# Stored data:
....

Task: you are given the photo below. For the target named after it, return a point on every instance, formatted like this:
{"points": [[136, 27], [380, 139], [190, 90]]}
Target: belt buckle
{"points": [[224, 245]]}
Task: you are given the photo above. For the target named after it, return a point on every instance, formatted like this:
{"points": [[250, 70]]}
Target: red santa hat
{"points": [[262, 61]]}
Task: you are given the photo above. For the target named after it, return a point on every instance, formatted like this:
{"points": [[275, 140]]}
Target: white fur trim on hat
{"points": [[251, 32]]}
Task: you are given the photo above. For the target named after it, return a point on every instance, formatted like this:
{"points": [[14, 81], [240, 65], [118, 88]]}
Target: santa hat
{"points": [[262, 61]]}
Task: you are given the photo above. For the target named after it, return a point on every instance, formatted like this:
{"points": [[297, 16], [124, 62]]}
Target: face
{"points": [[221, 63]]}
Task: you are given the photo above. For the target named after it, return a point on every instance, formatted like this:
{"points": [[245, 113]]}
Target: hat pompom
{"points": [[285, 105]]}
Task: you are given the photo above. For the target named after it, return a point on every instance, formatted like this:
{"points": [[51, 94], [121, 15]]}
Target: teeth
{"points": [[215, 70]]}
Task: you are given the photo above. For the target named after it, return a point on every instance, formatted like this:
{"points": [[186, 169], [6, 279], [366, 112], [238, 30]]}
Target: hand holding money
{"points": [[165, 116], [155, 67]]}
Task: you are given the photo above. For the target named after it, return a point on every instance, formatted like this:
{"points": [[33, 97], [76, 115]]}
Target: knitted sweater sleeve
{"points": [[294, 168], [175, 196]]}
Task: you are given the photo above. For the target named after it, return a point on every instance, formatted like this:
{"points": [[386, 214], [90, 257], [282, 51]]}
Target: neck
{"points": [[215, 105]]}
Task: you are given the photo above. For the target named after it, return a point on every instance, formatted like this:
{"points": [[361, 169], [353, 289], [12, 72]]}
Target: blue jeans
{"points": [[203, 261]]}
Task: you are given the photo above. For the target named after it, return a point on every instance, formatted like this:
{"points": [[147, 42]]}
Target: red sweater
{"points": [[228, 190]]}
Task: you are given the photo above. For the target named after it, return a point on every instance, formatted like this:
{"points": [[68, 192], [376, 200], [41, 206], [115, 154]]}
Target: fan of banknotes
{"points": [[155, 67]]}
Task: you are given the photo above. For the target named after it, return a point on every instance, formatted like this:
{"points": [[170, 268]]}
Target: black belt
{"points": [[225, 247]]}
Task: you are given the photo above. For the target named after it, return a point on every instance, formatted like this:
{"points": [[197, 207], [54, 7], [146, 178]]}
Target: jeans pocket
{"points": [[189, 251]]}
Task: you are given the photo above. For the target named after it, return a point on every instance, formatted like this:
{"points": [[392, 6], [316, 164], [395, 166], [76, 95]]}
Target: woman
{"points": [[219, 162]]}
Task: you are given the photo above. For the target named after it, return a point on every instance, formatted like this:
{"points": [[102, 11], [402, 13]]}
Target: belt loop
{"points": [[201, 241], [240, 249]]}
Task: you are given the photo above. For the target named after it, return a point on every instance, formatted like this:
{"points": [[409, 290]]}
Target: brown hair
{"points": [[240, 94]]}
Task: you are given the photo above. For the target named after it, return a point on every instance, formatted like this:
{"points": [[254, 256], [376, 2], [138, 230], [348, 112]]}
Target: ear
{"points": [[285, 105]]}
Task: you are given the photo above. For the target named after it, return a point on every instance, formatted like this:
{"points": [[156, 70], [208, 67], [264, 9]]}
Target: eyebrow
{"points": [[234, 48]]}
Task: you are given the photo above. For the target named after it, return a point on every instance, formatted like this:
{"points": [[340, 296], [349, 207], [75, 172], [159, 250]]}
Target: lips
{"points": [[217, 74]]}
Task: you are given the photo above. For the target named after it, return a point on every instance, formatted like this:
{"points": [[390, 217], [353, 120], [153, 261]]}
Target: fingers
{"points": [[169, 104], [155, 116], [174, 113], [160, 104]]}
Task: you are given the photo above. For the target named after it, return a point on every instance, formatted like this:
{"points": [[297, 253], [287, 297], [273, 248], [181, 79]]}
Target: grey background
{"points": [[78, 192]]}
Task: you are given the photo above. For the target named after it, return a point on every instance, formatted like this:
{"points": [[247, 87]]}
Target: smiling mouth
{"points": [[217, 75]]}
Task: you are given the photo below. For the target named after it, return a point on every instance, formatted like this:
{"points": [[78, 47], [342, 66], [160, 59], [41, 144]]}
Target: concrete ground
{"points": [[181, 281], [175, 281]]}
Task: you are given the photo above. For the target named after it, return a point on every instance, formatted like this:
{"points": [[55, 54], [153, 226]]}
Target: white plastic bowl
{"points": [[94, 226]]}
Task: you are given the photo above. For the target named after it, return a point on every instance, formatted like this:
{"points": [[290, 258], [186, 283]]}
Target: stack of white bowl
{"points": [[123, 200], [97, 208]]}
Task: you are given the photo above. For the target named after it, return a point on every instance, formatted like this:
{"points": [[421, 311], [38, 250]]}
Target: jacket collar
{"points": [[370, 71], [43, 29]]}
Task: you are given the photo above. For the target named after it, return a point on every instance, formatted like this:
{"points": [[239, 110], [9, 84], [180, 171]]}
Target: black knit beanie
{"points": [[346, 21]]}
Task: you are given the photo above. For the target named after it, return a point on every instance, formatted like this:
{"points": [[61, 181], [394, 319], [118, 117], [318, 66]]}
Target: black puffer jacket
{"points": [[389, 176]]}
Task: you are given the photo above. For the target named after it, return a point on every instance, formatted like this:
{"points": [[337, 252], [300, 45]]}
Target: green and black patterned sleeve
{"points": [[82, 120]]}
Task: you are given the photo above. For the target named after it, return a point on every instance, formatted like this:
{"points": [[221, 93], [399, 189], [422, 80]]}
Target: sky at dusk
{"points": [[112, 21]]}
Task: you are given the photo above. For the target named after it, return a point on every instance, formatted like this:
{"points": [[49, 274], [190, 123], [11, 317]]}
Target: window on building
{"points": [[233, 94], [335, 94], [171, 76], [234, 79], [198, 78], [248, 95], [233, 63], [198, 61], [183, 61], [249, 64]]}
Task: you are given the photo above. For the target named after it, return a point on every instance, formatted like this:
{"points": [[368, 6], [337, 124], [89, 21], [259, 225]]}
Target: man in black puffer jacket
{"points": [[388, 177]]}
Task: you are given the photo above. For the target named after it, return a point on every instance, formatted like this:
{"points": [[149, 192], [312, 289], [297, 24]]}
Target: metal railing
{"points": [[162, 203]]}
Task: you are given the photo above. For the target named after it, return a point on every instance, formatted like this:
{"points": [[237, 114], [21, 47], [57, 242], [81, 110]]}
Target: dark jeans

....

# What this task involves:
Whatever the number of entries above, each one is to be copied exactly.

# Solution to the exercise:
Task: you are given the photo below. For the target named after it, return a point on every instance, formatted like this:
{"points": [[136, 27], [380, 139], [190, 90]]}
Target: belt buckle
{"points": [[224, 245]]}
Task: you are given the photo above. For the target named after it, return a point on every instance, formatted like this:
{"points": [[250, 70]]}
Target: red santa hat
{"points": [[262, 61]]}
Task: you are given the photo above. For the target named after it, return a point on every instance, formatted like this:
{"points": [[275, 140]]}
Target: white fur trim on hat
{"points": [[251, 32]]}
Task: you are given the photo above. For the target named after it, return a point on every instance, formatted like this:
{"points": [[14, 81], [240, 65], [118, 88]]}
Target: santa hat
{"points": [[262, 61]]}
Task: you are given the photo above. For the target named after it, return a point on every instance, formatted like this:
{"points": [[297, 16], [124, 62]]}
Target: face
{"points": [[221, 63]]}
Task: you are given the photo above. For the target named after it, return a point on every instance, formatted like this:
{"points": [[245, 113]]}
Target: hat pompom
{"points": [[285, 105]]}
Task: you are given the photo above. For the target named after it, return a point on every instance, formatted like this:
{"points": [[51, 94], [121, 15]]}
Target: teeth
{"points": [[215, 70]]}
Task: you are given the photo above. For the target named after it, return a point on every instance, formatted like this:
{"points": [[186, 169], [6, 279], [366, 112], [238, 30]]}
Target: hand holding money
{"points": [[165, 116], [155, 67]]}
Task: you are given the photo above. For the target named after it, return a point on every instance, formatted like this:
{"points": [[33, 97], [76, 115]]}
Target: knitted sweater sleeve
{"points": [[294, 168], [175, 196]]}
Task: you are given the photo above. For the target named after it, return a point on every instance, formatted like this:
{"points": [[386, 214], [90, 257], [282, 51]]}
Target: neck
{"points": [[215, 105]]}
Task: you are given the photo above. For the target named after it, return a point on every instance, formatted like this:
{"points": [[361, 169], [353, 289], [12, 72]]}
Target: blue jeans
{"points": [[203, 261]]}
Task: you are given the photo above. For the target named after it, return a point on every instance, formatted like this:
{"points": [[147, 42]]}
Target: red sweater
{"points": [[228, 190]]}
Task: you are given the photo above. For the target named after it, return a point on every instance, formatted like this:
{"points": [[68, 192], [376, 200], [41, 206], [115, 154]]}
Target: fan of banknotes
{"points": [[155, 67]]}
Task: you are given the photo above. For the target named after it, return a point on every instance, formatted like this:
{"points": [[170, 268]]}
Target: black belt
{"points": [[225, 247]]}
Task: you are given the photo above. For the target named after it, return a point on every instance, formatted like this:
{"points": [[197, 207], [54, 7], [146, 178]]}
Target: jeans pocket
{"points": [[189, 251]]}
Task: you are given the photo above. For the target named after it, return a point on every instance, formatted like this:
{"points": [[392, 6], [316, 164], [395, 166], [76, 95]]}
Target: woman
{"points": [[219, 162]]}
Task: you are given the photo above. For the target named after it, return a point on every instance, formatted like this:
{"points": [[102, 11], [402, 13]]}
Target: belt loop
{"points": [[201, 241], [240, 249]]}
Task: you are given the photo above. For the target named after it, return a point on every instance, formatted like this:
{"points": [[409, 290]]}
Target: brown hair
{"points": [[240, 94]]}
Task: you are given the photo above. For the target named after it, return a point on every instance, formatted like this:
{"points": [[254, 256], [376, 2], [138, 230], [348, 112]]}
Target: ear
{"points": [[285, 105]]}
Task: you are given the photo above. For the target named after it, return a point on every instance, formatted like this:
{"points": [[156, 70], [208, 67], [264, 9]]}
Target: eyebrow
{"points": [[234, 48]]}
Task: you are given the photo above. For the target named after it, return a point on every instance, formatted like this:
{"points": [[340, 296], [349, 207], [75, 172], [159, 250]]}
Target: lips
{"points": [[217, 74]]}
Task: you are given the photo above. For the target named after it, return a point on every instance, formatted like this:
{"points": [[390, 217], [353, 120], [153, 261]]}
Target: fingers
{"points": [[169, 104], [155, 116], [174, 113], [160, 104]]}
Task: you are given the photo above. For the target named after it, return a point on every instance, formatted like this:
{"points": [[297, 253], [287, 297], [273, 248], [181, 79]]}
Target: grey background
{"points": [[78, 192]]}
Task: you are given the photo above. For the target named after it, return a point on every instance, formatted like this:
{"points": [[247, 87]]}
Target: smiling mouth
{"points": [[217, 75]]}
Task: you are given the photo below. For the target named after it, return a point on every instance, formatted like this:
{"points": [[78, 47], [342, 66], [160, 59], [41, 144]]}
Target: concrete ground
{"points": [[181, 281], [175, 281]]}
Task: you are given the photo above. For the target named after it, return a point on every instance, formatted like this:
{"points": [[55, 54], [153, 226]]}
Target: white plastic bowl
{"points": [[94, 226]]}
Task: you are given the photo above. For the target named after it, return a point on every instance, formatted like this:
{"points": [[290, 258], [186, 283]]}
Target: stack of white bowl
{"points": [[123, 200], [97, 208]]}
Task: you are given the photo above. For the target named after it, return a point on every instance, formatted like this:
{"points": [[421, 311], [38, 250]]}
Target: jacket collar
{"points": [[370, 71], [43, 29]]}
Task: you are given the photo above. For the target named after it, return a point on every instance, formatted like this:
{"points": [[239, 110], [9, 84], [180, 171]]}
Target: black knit beanie
{"points": [[346, 21]]}
Task: you are given the photo above. For the target named after it, return a point on every instance, formatted like this:
{"points": [[61, 181], [394, 319], [118, 117], [318, 66]]}
Target: black puffer jacket
{"points": [[389, 176]]}
Task: you are given the photo above. For the target named after it, return a point on every instance, formatted like this:
{"points": [[337, 252], [300, 45]]}
Target: green and black patterned sleeve
{"points": [[82, 120]]}
Task: you are given the photo above. For the target named after it, return a point on every instance, formatted like this:
{"points": [[221, 93], [399, 189], [422, 80]]}
Target: sky at dusk
{"points": [[112, 21]]}
Task: you are given the photo above. For the target named after it, return a point on every instance, formatted like this:
{"points": [[49, 274], [190, 123], [11, 317]]}
Target: window on building
{"points": [[233, 94], [335, 94], [171, 76], [234, 79], [198, 78], [248, 95], [233, 63], [198, 61], [183, 61], [249, 64]]}
Task: you are given the photo above. For the target named after it, return a point on every instance, formatted like this:
{"points": [[368, 6], [337, 124], [89, 21], [259, 225]]}
Target: man in black puffer jacket
{"points": [[388, 177]]}
Task: you are given the photo above. For the target named after it, return a point on every instance, formatted like this:
{"points": [[149, 192], [312, 289], [297, 24]]}
Target: metal railing
{"points": [[162, 203]]}
Task: you are given the photo above. For the target named after it, return a point on every instance, formatted like this:
{"points": [[237, 114], [21, 47], [57, 242], [81, 110]]}
Target: dark jeans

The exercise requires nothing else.